任务要求 -
将列表中自含有“Identify a point for each instance of the textured”的一行起、至列表末尾止（首尾两行均包括在内）的各行重新写出，并把其中的“report the position”更改为“give the coordinates”，其余内容一律保持不变。
##### 练习数据
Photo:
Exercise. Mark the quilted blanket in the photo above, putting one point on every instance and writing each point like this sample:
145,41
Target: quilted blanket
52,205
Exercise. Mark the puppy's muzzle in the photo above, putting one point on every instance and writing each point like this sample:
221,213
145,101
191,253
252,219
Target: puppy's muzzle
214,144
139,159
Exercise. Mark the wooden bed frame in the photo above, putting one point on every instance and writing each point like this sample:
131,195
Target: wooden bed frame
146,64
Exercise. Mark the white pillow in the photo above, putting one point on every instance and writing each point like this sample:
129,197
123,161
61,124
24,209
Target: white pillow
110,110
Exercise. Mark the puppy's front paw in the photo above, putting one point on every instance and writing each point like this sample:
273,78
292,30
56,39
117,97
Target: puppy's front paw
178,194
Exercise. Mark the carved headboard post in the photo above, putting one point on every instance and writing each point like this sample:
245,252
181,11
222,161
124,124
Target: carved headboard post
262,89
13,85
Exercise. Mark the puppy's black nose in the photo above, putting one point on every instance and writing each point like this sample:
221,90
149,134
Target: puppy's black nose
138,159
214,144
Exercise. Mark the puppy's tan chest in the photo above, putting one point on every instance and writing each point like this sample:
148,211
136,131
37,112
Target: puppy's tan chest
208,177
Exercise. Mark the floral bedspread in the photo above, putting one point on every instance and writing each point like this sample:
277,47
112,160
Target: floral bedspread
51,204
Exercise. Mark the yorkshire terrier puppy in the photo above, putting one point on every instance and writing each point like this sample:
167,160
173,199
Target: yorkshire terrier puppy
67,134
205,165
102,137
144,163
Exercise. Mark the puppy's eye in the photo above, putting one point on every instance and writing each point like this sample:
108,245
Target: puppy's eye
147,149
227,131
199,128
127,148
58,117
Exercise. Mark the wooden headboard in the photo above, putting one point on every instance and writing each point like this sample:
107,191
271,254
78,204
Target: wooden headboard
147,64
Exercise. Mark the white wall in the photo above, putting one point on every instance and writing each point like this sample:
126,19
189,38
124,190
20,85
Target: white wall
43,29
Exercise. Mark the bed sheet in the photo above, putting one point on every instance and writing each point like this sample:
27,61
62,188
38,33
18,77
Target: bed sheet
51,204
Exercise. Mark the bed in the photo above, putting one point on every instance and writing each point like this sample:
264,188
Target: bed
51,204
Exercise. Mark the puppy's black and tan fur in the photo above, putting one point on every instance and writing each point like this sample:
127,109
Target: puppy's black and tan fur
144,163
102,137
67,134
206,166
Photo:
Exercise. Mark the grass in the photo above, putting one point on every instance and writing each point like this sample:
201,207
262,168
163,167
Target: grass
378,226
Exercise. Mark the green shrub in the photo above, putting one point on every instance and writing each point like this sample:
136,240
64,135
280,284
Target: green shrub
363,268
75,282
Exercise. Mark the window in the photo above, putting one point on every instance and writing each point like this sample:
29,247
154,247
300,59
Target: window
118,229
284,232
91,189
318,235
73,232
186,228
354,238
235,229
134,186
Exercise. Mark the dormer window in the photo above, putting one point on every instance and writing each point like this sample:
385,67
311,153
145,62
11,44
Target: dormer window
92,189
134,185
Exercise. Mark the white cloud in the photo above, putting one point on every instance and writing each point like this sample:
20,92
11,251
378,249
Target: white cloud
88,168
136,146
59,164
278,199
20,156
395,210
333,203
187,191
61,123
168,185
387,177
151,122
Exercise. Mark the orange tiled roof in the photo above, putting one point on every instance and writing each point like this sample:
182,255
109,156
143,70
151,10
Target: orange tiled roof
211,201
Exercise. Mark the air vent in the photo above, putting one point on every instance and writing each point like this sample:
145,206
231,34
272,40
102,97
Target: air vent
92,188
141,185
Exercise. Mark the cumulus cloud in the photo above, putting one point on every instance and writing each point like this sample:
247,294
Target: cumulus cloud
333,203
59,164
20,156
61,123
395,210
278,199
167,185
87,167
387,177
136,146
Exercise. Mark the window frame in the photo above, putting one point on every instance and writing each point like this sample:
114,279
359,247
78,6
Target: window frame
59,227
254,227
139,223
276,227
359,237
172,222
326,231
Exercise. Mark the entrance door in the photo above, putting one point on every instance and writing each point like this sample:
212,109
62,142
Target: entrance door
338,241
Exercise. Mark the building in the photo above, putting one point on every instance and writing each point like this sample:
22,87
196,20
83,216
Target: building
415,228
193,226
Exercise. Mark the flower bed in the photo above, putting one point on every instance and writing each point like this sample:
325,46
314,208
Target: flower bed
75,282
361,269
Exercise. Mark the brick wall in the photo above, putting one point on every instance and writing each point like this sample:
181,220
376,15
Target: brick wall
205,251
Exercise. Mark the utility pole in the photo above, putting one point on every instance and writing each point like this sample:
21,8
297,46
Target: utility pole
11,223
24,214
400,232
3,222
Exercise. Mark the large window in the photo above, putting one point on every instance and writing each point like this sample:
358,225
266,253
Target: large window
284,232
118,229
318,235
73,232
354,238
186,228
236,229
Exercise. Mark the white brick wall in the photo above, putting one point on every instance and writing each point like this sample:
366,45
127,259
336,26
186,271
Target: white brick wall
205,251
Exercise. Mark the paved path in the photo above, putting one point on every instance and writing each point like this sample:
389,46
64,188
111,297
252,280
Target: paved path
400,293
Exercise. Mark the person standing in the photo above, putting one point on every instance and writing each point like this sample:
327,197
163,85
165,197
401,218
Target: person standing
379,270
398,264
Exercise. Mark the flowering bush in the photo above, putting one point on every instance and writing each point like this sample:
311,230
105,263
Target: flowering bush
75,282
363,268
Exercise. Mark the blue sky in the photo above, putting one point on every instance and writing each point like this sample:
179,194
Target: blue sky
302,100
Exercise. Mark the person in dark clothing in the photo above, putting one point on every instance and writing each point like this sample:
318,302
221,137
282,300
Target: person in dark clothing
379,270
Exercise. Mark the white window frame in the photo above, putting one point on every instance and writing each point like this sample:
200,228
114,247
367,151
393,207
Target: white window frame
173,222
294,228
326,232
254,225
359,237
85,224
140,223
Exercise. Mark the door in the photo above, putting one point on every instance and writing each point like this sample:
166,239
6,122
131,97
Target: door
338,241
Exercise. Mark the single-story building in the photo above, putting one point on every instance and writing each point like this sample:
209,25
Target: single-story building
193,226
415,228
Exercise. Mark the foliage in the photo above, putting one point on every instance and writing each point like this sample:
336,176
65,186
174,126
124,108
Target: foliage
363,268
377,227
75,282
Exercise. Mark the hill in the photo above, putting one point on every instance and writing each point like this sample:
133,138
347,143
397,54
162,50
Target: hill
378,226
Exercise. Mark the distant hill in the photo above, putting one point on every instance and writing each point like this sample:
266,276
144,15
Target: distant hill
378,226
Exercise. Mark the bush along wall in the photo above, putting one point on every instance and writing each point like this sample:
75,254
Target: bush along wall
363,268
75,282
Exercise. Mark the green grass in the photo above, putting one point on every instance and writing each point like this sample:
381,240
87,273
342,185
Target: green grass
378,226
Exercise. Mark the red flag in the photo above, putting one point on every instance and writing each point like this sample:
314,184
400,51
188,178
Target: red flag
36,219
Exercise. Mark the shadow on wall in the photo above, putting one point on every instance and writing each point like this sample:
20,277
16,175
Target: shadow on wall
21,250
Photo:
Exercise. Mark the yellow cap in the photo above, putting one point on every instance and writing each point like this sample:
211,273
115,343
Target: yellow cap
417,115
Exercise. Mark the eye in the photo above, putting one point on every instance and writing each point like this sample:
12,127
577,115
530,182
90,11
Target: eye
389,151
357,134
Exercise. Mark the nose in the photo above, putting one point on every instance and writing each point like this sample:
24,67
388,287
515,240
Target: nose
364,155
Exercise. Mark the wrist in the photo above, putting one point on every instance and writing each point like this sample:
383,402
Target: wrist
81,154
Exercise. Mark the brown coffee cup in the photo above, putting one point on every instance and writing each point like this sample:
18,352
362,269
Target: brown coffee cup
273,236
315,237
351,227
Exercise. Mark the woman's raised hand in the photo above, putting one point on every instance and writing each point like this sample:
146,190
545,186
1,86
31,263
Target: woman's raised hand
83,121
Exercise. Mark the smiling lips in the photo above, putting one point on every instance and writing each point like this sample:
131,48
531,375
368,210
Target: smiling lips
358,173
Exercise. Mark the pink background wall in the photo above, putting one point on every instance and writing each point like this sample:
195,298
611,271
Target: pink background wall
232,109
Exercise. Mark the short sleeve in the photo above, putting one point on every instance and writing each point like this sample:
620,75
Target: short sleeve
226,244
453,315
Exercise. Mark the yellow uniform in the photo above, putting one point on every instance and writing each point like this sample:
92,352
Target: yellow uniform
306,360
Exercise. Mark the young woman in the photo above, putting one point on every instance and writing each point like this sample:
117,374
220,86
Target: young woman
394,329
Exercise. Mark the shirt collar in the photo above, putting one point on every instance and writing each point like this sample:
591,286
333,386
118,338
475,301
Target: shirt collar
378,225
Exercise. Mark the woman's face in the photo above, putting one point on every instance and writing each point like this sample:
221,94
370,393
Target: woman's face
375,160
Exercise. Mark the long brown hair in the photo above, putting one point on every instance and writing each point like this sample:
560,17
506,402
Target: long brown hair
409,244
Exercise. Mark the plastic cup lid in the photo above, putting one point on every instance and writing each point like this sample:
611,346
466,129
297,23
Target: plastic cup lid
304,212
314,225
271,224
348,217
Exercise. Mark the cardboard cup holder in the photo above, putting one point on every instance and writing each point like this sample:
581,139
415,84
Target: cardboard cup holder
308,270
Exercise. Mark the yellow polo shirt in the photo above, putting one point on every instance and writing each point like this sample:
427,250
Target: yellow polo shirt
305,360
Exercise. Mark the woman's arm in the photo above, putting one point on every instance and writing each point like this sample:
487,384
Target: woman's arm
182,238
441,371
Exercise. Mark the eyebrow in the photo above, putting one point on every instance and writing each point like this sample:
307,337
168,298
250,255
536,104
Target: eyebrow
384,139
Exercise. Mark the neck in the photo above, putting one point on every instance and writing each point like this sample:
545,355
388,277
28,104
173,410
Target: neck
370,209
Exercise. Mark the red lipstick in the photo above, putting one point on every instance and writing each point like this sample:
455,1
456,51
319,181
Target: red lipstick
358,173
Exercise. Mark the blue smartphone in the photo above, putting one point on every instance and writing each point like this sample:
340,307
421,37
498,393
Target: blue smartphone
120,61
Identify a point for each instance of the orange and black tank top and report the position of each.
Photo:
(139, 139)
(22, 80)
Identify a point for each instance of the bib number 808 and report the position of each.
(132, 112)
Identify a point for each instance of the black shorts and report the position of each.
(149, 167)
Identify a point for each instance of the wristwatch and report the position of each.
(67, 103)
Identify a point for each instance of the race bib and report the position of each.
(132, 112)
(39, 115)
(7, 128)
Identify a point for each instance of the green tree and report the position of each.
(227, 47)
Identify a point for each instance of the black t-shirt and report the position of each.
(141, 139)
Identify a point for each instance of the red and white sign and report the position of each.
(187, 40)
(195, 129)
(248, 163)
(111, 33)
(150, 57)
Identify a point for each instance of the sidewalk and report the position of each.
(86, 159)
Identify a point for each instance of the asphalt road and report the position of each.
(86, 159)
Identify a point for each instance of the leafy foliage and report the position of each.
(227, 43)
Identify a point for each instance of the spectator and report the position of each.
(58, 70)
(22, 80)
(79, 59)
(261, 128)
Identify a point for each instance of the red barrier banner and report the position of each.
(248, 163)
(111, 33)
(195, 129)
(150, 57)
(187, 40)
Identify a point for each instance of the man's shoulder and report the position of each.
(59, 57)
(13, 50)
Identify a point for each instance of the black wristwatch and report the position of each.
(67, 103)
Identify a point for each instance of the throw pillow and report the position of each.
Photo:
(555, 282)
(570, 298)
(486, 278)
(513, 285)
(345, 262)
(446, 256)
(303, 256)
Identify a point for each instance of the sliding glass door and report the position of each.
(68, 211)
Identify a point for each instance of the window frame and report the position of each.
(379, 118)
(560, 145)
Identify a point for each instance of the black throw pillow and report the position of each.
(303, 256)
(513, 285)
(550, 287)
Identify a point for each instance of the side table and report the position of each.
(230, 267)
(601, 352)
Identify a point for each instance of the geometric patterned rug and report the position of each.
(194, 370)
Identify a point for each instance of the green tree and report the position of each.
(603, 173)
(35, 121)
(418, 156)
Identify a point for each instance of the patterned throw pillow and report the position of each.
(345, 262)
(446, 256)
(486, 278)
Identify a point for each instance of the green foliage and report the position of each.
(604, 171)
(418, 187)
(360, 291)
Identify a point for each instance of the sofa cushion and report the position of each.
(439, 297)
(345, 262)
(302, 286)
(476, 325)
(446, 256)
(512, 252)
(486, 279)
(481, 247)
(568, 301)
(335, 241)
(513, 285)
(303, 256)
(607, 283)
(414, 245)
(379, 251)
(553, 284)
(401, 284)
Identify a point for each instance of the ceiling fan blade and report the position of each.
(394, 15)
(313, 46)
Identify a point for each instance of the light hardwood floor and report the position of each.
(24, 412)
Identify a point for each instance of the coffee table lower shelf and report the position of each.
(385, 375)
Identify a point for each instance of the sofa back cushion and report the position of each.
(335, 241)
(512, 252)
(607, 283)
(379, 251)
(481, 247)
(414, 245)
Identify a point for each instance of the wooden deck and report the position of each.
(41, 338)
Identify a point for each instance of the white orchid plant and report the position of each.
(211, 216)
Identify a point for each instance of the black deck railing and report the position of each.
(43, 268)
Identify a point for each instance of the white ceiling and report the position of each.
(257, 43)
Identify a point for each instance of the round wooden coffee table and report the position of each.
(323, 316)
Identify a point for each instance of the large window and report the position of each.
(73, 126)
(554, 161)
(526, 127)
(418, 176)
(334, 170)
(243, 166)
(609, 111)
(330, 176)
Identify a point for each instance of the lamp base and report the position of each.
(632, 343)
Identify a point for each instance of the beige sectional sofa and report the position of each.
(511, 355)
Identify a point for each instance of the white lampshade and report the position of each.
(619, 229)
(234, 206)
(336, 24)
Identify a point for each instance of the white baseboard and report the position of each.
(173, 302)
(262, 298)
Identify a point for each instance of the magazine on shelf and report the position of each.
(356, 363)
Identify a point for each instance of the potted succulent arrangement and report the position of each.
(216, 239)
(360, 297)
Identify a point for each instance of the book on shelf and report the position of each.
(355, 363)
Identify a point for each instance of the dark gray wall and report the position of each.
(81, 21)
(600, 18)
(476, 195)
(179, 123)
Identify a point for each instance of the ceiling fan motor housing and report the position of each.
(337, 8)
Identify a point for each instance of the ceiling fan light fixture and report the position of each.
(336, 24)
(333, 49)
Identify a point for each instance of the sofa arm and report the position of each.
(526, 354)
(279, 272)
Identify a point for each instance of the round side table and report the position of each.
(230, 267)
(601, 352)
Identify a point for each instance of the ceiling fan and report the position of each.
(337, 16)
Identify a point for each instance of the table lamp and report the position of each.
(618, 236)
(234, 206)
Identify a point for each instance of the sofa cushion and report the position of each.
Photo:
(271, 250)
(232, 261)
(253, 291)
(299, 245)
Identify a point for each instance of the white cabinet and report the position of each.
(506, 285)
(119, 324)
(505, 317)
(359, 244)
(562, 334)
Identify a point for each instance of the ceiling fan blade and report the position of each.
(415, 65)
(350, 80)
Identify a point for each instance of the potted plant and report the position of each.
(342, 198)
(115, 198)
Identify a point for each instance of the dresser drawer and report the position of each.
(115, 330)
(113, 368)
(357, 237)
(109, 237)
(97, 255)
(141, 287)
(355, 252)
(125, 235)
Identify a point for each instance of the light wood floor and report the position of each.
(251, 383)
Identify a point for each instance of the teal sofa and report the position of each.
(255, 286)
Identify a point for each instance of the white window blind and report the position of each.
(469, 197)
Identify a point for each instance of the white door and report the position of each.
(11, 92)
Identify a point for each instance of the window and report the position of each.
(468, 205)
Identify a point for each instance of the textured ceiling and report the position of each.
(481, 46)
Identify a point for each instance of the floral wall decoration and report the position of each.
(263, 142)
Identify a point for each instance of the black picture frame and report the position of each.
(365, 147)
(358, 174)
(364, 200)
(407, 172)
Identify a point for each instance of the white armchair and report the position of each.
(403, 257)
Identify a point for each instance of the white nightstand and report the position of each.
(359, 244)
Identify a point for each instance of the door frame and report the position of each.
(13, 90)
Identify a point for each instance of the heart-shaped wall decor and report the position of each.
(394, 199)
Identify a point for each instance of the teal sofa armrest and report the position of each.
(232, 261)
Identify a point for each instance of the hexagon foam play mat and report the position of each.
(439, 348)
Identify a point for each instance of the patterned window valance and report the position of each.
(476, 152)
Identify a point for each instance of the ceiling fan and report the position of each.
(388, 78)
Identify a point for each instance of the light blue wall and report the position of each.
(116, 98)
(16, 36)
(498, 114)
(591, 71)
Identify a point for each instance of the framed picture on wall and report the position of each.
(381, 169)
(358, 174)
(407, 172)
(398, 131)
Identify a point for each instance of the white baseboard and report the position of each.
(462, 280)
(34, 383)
##########
参考答案 -
Identify a point for each instance of the textured ceiling and give the coordinates of each.
(481, 46)
Identify a point for each instance of the floral wall decoration and give the coordinates of each.
(263, 142)
Identify a point for each instance of the black picture frame and give the coordinates of each.
(365, 147)
(358, 174)
(364, 200)
(407, 172)
Identify a point for each instance of the white armchair and give the coordinates of each.
(403, 257)
Identify a point for each instance of the white nightstand and give the coordinates of each.
(359, 244)
Identify a point for each instance of the door frame and give the coordinates of each.
(13, 90)
Identify a point for each instance of the heart-shaped wall decor and give the coordinates of each.
(394, 199)
Identify a point for each instance of the teal sofa armrest and give the coordinates of each.
(232, 261)
Identify a point for each instance of the hexagon foam play mat and give the coordinates of each.
(439, 348)
Identify a point for each instance of the patterned window valance and give the coordinates of each.
(476, 152)
Identify a point for each instance of the ceiling fan and give the coordinates of each.
(388, 78)
Identify a point for each instance of the light blue wall and give the coordinates of each.
(116, 98)
(16, 36)
(498, 114)
(591, 71)
Identify a point for each instance of the framed picture on wall and give the coordinates of each.
(381, 169)
(358, 174)
(407, 172)
(398, 131)
Identify a point for each instance of the white baseboard and give the coordinates of each.
(462, 280)
(34, 383)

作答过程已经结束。